PAGE TEXT |
--------------------

2 pk (11 oz each) refrigerated French bread dough
3 Garlic gloves, pressed
1/2 ts Each: dried oregano leaves and dried basil leaves
8 oz Thinly sliced deli meat (we had turkey ham, turkey breast and hard salami)
4 oz Thinly sliced cheese such as: Muenster, Swiss or American
2 c Lettuce, chopped
6 tb Italian salad dressing, divided
1 md Each: onion, green bell pepper, and tomato
1/2 c Pitted ripe olives

INSTRUCTIONS

This was prepared and served at a "Pampered Chef" party that I went to a
couple of weeks ago. Of course, the purpose of cooking things at the
*party* is to sell their kitchen products, but every one of the recipes she
made was delicious. So, for a buck I bought the cookbook from which they
came (Season's Best Recipe Collection, Spring/Summer 1997)!! Here is the
sandwich we enjoyed:
Preheat oven to 350~F. Place dough seam side down on 15" Baking Stone (a
cookie sheet would work also), pinching ends together to form circle. Cut
six to eight diagonal slashes (1/2-inch deep) on top of dough with Serrated
Bread Knife; spray with vegetable oil using Kitchen Spritzer. Press garlic
over top of bread dough circle with Garlic Press, spreading evenly with
Skinny Scraper. Sprinkle with oregano and basil. Bake 26-30 minutes or
until deep golden brown. Immediately remove from stone to non-stick cooling
rack; cool completely.

--------------------

TASKS AND EXERCISES |
[A] In the sandwich recipe, how long does the bread dough bake?
[B] Continue the sandwich recipe from the point where it stops.

[Items from a dataset]
--------------------

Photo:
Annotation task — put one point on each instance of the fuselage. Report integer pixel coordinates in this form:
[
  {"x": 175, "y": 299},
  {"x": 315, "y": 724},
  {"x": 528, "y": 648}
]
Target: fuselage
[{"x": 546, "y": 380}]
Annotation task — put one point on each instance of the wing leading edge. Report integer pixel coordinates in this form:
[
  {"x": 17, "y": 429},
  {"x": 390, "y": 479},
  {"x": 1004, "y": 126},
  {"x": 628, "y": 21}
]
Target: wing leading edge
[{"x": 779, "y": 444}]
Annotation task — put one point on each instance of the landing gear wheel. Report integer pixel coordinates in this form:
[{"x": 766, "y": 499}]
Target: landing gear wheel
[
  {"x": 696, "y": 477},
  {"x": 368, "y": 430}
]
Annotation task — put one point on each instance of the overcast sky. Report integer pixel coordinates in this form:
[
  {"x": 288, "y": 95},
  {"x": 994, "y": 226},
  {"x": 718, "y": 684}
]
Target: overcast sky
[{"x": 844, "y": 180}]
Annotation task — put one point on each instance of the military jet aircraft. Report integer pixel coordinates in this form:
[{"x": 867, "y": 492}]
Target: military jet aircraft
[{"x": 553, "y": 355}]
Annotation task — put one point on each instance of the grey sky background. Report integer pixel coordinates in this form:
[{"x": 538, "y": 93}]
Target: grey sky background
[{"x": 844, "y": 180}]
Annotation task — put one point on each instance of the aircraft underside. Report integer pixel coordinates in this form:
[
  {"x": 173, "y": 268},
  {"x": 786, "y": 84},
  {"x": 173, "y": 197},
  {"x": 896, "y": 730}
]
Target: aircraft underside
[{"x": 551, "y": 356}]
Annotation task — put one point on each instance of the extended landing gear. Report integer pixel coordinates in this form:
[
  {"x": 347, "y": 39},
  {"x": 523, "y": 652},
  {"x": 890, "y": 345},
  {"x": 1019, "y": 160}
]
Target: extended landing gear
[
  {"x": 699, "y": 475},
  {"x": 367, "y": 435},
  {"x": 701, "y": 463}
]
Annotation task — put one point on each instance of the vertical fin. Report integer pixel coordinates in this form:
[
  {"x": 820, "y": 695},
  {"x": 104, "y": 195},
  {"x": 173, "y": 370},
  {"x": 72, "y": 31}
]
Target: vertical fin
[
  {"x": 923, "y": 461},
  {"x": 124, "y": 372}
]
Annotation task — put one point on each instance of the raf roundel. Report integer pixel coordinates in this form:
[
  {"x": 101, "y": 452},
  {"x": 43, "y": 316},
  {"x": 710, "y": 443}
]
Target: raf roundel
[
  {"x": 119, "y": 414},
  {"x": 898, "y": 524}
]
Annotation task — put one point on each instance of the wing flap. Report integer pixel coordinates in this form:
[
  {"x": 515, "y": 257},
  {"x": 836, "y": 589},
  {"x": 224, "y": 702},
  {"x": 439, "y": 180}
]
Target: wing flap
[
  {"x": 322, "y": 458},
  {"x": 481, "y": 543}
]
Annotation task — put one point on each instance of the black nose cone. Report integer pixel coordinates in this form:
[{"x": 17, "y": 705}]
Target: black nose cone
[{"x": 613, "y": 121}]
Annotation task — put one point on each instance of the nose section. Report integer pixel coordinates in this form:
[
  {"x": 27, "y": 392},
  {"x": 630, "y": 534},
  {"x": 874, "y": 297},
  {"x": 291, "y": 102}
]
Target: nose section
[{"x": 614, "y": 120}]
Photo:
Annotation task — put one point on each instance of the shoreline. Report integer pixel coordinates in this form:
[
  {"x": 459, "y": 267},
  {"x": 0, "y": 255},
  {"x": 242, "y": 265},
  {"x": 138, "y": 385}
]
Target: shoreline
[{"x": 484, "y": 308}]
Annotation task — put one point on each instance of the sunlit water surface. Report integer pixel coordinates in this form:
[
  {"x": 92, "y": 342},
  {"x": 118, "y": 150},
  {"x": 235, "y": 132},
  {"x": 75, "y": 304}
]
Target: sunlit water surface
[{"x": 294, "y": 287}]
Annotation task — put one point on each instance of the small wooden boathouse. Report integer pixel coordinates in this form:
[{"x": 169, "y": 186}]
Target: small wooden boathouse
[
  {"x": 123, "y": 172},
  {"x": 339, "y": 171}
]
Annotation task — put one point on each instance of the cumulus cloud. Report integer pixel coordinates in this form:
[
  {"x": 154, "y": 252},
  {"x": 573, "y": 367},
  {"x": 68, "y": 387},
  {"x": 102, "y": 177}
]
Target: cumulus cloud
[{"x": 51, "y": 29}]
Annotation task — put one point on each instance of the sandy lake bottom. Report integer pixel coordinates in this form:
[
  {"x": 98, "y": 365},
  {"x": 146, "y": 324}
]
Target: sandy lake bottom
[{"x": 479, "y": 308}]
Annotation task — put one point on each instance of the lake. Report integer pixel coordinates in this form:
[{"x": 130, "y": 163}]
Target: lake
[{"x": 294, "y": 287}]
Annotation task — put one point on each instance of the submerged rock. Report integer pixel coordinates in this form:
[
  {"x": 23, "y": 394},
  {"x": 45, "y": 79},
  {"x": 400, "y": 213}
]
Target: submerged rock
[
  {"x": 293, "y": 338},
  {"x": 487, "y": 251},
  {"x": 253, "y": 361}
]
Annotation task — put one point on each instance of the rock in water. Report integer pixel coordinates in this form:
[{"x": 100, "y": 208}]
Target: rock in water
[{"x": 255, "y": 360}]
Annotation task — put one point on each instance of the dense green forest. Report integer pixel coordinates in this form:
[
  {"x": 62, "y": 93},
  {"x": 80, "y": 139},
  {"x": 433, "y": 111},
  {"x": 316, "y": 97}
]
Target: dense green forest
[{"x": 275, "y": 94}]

--------------------

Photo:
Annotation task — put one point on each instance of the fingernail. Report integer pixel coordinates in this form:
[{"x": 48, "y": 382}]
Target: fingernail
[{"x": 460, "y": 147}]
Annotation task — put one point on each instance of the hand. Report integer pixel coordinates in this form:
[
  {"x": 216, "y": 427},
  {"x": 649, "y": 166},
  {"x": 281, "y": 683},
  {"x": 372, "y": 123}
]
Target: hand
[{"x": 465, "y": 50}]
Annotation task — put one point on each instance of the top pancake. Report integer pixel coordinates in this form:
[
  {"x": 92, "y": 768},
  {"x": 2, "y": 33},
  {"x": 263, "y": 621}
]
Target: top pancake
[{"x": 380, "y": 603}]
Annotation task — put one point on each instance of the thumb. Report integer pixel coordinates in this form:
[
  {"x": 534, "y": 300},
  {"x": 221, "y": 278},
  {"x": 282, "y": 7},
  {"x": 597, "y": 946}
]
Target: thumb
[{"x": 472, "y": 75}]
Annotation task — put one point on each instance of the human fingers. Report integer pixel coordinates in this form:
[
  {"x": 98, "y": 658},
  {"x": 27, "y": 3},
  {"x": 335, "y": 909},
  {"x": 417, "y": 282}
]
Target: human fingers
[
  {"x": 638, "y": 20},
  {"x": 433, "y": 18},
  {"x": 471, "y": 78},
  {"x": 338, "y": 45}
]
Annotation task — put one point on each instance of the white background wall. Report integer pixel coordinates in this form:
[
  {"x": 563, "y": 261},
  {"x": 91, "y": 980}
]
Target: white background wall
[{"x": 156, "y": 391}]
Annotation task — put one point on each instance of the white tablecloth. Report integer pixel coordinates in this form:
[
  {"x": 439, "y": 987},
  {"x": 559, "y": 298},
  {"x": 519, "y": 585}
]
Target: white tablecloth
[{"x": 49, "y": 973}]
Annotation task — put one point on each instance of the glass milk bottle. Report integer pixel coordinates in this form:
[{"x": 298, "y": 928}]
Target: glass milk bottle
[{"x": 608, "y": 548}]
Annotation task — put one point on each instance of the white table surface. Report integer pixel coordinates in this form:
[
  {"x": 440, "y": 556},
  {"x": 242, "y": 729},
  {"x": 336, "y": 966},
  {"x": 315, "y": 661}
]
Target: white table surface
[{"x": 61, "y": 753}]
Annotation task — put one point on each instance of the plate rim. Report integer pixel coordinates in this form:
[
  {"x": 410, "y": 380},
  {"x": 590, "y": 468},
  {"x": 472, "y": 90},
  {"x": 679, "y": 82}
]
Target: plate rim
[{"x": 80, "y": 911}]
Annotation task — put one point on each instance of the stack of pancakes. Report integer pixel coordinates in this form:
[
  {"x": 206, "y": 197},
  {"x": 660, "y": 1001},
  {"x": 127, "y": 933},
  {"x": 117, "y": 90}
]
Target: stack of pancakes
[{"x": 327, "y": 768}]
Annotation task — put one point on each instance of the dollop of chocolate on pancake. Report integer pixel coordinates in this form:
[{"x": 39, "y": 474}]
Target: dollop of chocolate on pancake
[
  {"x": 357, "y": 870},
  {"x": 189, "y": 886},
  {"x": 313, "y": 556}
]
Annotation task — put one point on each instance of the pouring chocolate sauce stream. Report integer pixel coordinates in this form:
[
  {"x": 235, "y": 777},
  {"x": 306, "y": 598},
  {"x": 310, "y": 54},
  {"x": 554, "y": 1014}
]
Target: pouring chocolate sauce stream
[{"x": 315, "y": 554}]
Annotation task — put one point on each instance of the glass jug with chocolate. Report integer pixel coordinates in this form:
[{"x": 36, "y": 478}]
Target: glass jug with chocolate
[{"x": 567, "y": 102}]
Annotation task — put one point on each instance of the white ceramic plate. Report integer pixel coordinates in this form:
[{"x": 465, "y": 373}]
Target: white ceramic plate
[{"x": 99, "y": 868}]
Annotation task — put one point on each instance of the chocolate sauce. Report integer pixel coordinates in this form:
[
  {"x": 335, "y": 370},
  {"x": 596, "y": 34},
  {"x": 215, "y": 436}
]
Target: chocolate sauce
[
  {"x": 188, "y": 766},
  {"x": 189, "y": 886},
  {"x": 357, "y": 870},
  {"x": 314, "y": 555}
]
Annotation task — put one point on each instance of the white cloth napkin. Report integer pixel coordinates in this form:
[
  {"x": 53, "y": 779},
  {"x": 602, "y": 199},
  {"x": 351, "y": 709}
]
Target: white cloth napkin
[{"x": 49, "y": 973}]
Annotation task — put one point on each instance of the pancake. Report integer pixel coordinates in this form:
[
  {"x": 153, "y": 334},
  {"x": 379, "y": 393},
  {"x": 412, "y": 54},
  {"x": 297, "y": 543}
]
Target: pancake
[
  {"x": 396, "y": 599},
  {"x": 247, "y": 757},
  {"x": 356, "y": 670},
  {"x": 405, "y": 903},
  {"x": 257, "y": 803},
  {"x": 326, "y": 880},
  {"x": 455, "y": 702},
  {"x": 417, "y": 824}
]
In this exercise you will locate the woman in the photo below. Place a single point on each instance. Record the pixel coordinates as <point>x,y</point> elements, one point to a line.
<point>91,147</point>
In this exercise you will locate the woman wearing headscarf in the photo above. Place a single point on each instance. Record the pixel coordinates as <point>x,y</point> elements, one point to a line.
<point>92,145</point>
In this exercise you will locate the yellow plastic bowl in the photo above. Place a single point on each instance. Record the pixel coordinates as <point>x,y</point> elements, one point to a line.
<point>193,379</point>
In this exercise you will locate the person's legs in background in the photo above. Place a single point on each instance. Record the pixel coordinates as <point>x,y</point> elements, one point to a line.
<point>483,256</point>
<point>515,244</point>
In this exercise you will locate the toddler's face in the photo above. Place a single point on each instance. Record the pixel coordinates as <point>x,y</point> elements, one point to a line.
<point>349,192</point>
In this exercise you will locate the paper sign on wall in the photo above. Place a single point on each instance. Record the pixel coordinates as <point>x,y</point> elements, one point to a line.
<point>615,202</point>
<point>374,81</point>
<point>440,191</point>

--------------------

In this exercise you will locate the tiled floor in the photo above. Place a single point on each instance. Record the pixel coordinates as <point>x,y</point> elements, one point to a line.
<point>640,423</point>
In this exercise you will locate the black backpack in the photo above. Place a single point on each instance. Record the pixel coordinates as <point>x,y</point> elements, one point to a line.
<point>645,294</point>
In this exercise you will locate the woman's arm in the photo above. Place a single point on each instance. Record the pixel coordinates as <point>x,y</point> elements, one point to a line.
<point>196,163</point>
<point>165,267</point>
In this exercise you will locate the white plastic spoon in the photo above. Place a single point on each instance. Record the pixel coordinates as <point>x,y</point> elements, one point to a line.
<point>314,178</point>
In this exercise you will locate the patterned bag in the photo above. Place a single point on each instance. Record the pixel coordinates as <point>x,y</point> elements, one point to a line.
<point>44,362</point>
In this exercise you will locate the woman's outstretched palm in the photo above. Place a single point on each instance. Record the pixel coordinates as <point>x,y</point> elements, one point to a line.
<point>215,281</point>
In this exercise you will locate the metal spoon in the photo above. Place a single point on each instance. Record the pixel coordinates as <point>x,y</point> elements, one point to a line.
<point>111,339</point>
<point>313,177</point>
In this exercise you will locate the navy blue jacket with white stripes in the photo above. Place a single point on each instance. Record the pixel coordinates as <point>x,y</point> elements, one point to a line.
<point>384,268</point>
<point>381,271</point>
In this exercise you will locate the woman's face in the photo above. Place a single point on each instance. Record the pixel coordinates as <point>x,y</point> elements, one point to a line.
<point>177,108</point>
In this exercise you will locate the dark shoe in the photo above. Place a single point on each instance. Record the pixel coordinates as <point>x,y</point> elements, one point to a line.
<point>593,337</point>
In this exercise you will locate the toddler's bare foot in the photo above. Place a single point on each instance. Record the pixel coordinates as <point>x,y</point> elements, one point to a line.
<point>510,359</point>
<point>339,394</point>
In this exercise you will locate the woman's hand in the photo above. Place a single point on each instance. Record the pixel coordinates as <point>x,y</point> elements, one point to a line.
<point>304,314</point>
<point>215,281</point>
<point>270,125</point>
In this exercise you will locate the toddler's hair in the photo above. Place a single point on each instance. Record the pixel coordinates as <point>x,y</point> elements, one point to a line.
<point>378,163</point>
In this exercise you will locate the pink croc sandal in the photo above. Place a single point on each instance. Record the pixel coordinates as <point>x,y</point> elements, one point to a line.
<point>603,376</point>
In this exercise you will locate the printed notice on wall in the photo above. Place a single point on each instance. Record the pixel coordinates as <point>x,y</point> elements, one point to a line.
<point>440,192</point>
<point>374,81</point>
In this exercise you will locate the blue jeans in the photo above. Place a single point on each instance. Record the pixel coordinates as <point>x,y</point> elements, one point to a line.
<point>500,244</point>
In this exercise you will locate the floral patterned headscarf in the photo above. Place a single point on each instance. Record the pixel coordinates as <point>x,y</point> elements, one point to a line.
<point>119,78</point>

--------------------

EXERCISE RESPONSES |
[A] 26 to 30 minutes, or until deep golden brown.

[B]
Meanwhile, chop lettuce into thin strands using Garnisher. Using
Vario-Slicer thinly slice onion, green pepper, and tomato. Slice olives
using Egg Slicer Plus. To assemble sandwich, cut bread in half horizontally
using Serrated Bread Knife. Cover bottom half of bread ring with
overlapping meat slices. Top with cheese slices and lettuce. Spoon 2 Tbsp.
salad dressing over circle of lettuce. Layer onion, green pepper, and
tomato slices over the lettuce. Top with olives. Spread bread with 1/4 cup
salad dressing over cut side of bread top using Pastry Brush; place over
sandwich. Cut into wedges and serve.
Serves 8
Approximately 386 calores and 18 grams of fat per serving (per the
cookbook.)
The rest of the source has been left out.